START Records shown
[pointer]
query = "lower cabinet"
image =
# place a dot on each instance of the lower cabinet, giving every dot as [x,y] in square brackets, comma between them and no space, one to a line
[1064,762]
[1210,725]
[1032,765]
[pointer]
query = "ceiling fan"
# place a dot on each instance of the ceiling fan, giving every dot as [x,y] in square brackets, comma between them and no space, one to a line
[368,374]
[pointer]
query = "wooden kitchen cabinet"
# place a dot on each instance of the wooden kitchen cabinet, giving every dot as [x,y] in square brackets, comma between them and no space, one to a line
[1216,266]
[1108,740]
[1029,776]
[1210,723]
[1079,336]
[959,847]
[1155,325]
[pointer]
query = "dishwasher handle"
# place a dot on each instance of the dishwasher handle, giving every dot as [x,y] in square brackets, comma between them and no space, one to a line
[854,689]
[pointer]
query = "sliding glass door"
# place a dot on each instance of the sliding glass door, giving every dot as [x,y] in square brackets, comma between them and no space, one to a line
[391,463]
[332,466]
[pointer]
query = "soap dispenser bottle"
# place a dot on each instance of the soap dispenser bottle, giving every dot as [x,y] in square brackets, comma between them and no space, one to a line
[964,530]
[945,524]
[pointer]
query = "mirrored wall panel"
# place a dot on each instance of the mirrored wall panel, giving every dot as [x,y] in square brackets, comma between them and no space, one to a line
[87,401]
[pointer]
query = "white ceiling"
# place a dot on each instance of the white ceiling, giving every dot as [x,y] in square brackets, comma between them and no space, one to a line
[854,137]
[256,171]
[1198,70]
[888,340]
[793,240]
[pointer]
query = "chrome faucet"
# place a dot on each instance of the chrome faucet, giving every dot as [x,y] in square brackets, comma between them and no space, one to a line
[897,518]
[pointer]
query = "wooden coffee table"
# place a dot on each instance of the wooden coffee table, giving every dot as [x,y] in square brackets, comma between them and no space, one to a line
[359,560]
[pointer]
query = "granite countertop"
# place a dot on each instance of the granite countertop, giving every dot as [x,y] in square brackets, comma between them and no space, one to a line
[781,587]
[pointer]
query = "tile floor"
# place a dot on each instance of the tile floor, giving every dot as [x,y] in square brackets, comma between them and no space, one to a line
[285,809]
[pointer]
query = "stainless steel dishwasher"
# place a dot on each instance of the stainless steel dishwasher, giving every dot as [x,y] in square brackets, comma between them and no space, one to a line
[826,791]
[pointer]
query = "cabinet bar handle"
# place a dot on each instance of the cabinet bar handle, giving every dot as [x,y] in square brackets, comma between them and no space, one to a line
END Records shown
**Work to complete:** The answer must be the line containing "# place a dot on each instance of the stainless" and every line after it to the end of the data, exactly as written.

**The completed task:**
# place a dot on each instance of the stainless steel dishwasher, giving every dot as [x,y] in square brackets, comma between them and no space, one to a line
[826,791]
[pointer]
query = "cabinet bar handle"
# place a dot on each instance of the cabinet bar handle, giving every dot as [x,y] in square brackets, comma between them and no space, one to a line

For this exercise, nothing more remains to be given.